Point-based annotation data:
::::::::::
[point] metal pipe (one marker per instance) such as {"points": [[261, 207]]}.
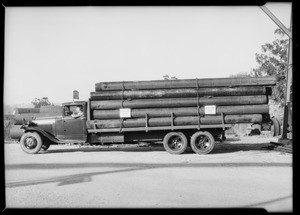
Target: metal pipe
{"points": [[186, 83], [179, 102], [182, 111], [181, 93], [190, 120]]}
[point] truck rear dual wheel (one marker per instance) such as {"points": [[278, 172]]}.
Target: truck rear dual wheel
{"points": [[31, 142], [275, 126], [175, 142], [202, 142]]}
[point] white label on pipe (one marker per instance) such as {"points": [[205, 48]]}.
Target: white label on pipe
{"points": [[210, 109], [125, 112]]}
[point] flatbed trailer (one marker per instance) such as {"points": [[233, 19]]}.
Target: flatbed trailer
{"points": [[176, 135]]}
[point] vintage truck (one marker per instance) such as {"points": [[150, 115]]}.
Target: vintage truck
{"points": [[172, 125]]}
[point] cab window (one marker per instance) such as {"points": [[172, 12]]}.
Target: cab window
{"points": [[70, 109]]}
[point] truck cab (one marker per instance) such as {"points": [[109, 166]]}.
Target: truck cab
{"points": [[45, 131]]}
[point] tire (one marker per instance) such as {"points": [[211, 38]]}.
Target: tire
{"points": [[175, 142], [202, 142], [275, 127], [45, 146], [31, 142]]}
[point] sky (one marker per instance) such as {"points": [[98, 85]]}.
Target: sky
{"points": [[51, 51]]}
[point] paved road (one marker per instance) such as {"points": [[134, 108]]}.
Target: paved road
{"points": [[236, 174]]}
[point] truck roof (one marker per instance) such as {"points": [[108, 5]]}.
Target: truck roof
{"points": [[74, 103]]}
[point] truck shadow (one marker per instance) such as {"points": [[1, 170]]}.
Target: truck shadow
{"points": [[220, 148], [120, 167]]}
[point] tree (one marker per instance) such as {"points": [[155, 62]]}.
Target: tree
{"points": [[273, 62], [41, 102]]}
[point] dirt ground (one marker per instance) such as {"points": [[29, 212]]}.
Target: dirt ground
{"points": [[238, 173]]}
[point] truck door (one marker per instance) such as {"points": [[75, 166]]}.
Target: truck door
{"points": [[73, 129]]}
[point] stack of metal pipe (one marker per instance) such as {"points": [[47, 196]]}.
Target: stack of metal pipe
{"points": [[238, 100]]}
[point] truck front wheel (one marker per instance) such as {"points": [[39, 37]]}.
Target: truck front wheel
{"points": [[202, 142], [31, 142], [175, 142]]}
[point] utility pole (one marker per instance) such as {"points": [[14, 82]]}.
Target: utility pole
{"points": [[288, 102]]}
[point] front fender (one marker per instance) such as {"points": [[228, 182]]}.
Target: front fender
{"points": [[45, 134]]}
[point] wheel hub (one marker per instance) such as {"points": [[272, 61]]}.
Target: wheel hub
{"points": [[176, 143], [30, 142]]}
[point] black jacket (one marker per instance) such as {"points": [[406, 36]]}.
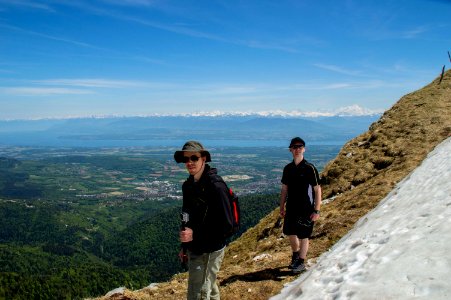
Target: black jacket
{"points": [[207, 204]]}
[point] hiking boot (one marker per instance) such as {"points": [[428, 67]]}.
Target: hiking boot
{"points": [[298, 267], [294, 259]]}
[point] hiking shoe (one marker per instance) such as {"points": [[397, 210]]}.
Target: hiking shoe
{"points": [[294, 261], [298, 268]]}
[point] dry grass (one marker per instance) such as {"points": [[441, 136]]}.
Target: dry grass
{"points": [[363, 173]]}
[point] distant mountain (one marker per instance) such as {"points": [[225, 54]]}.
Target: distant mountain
{"points": [[169, 130]]}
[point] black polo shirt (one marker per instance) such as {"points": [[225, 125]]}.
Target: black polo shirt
{"points": [[300, 180]]}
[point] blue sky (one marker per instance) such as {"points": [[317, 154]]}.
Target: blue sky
{"points": [[144, 57]]}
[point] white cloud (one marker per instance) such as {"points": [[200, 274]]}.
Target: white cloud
{"points": [[38, 91]]}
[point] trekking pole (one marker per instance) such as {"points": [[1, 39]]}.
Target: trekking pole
{"points": [[185, 218]]}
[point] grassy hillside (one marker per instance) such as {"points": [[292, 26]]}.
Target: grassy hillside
{"points": [[363, 173]]}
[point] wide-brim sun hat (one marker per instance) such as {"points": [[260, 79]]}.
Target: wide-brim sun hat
{"points": [[191, 146]]}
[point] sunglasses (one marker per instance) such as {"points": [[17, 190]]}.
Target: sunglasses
{"points": [[192, 158]]}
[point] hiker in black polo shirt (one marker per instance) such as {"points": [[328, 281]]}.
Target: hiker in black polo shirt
{"points": [[300, 202]]}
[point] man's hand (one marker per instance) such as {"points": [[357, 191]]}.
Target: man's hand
{"points": [[314, 216], [282, 212], [186, 235]]}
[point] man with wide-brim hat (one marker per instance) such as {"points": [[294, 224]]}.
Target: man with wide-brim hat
{"points": [[205, 221]]}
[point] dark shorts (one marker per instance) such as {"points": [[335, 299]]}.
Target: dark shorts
{"points": [[301, 227]]}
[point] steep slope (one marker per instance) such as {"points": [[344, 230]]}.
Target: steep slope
{"points": [[363, 173]]}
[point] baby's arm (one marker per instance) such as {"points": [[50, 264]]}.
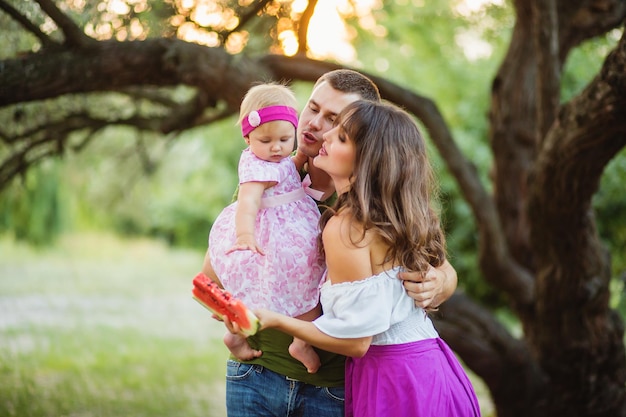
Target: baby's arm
{"points": [[249, 202]]}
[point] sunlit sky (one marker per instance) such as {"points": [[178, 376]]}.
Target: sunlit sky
{"points": [[328, 36]]}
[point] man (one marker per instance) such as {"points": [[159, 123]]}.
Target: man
{"points": [[275, 383]]}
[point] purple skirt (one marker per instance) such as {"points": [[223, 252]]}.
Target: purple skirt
{"points": [[421, 379]]}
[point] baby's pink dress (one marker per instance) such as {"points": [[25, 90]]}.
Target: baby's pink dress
{"points": [[287, 278]]}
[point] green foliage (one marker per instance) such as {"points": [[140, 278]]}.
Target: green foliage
{"points": [[610, 207], [33, 209], [101, 327]]}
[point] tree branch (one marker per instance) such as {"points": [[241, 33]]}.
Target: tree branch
{"points": [[546, 40]]}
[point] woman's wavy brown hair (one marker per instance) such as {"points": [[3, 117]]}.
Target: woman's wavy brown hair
{"points": [[393, 186]]}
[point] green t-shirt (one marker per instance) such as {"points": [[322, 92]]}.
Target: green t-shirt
{"points": [[276, 357]]}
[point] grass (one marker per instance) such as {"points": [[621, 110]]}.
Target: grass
{"points": [[99, 327]]}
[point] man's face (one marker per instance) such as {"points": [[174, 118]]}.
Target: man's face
{"points": [[318, 116]]}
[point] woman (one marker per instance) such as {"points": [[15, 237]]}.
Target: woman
{"points": [[382, 223]]}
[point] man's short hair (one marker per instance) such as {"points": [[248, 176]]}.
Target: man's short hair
{"points": [[350, 81]]}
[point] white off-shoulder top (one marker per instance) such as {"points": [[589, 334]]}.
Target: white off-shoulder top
{"points": [[377, 306]]}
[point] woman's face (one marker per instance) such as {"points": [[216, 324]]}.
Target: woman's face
{"points": [[337, 156]]}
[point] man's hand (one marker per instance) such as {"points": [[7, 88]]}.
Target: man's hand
{"points": [[432, 288]]}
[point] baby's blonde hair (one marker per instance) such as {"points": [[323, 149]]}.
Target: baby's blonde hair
{"points": [[264, 95]]}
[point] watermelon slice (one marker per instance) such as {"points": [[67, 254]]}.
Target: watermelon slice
{"points": [[221, 303]]}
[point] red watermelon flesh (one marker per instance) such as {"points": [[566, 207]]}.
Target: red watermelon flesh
{"points": [[223, 304]]}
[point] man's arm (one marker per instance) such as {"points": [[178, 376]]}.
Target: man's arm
{"points": [[431, 289]]}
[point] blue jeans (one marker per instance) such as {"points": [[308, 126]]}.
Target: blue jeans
{"points": [[255, 391]]}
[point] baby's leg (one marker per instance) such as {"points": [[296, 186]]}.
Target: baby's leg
{"points": [[301, 350], [239, 347]]}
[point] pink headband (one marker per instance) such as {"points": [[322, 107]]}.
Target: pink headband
{"points": [[256, 118]]}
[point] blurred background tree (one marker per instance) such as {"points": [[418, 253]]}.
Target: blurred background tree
{"points": [[119, 114]]}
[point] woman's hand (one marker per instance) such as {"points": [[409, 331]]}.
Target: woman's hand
{"points": [[432, 288]]}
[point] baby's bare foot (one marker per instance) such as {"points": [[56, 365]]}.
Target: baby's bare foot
{"points": [[239, 347], [305, 354]]}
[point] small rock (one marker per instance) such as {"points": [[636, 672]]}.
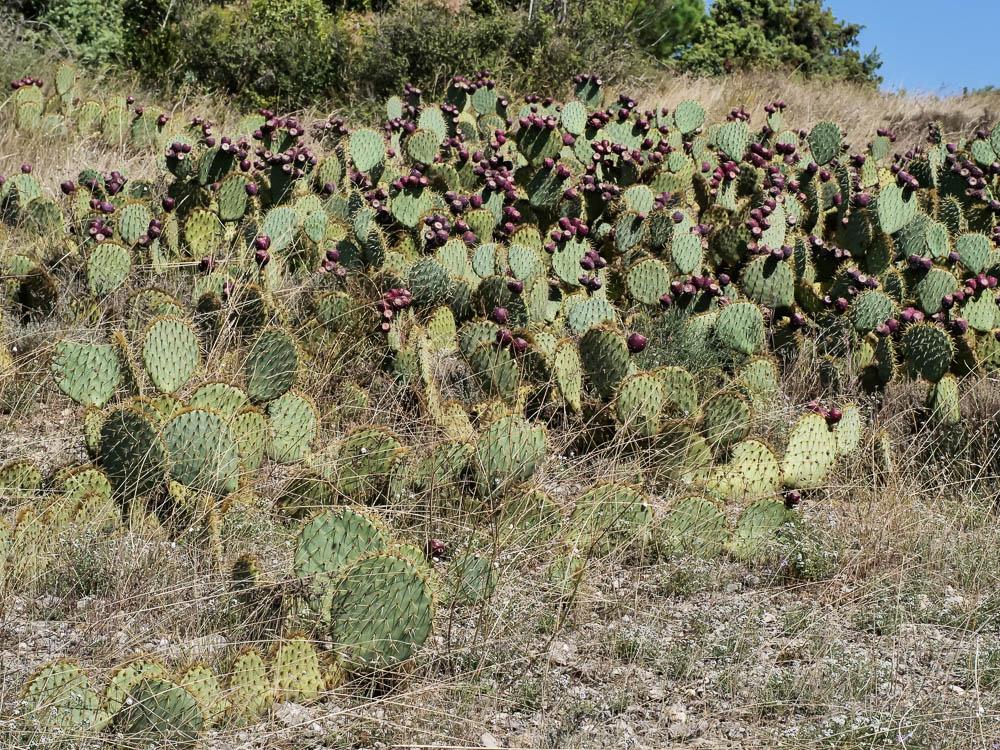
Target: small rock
{"points": [[296, 716]]}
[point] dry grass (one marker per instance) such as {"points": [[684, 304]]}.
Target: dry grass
{"points": [[858, 110], [876, 623]]}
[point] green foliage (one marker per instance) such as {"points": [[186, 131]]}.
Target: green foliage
{"points": [[801, 35], [295, 43], [92, 29]]}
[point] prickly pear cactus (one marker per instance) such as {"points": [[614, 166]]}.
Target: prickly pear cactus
{"points": [[170, 353], [87, 373], [381, 613], [507, 453]]}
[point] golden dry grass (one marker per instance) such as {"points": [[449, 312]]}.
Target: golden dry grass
{"points": [[877, 630]]}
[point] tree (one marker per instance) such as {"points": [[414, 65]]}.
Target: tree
{"points": [[665, 26], [802, 35], [658, 27]]}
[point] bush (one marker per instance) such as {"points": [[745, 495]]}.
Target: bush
{"points": [[90, 29], [150, 34], [802, 35], [275, 52]]}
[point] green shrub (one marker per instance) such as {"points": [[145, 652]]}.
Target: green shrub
{"points": [[90, 29], [151, 37], [803, 35], [274, 52]]}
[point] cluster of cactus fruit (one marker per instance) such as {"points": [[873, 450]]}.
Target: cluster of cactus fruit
{"points": [[521, 268]]}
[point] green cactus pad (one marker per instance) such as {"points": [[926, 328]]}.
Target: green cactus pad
{"points": [[219, 396], [59, 697], [567, 370], [639, 404], [272, 365], [694, 526], [365, 461], [810, 454], [824, 142], [584, 313], [160, 709], [250, 690], [131, 452], [689, 116], [202, 232], [612, 516], [507, 453], [935, 284], [233, 198], [647, 281], [87, 373], [202, 451], [381, 613], [124, 679], [927, 350], [333, 540], [472, 577], [204, 686], [297, 673], [293, 425], [107, 268], [605, 359], [367, 149], [870, 309], [849, 430], [170, 353], [726, 418], [981, 312], [740, 326], [756, 529], [975, 251]]}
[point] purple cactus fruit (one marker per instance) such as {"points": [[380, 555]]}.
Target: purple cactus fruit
{"points": [[505, 337], [435, 549], [636, 342]]}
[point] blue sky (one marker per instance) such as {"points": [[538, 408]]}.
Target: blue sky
{"points": [[937, 46]]}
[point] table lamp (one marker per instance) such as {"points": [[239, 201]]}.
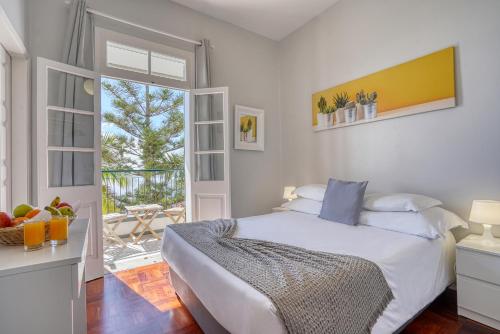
::::::::::
Work instructions: Please pull out every line of the rows above that contains the string "roof". Matching is case-sensitive.

Solution for this exercise:
[point] truck roof (one marker per instance) such as {"points": [[108, 5]]}.
Target: truck roof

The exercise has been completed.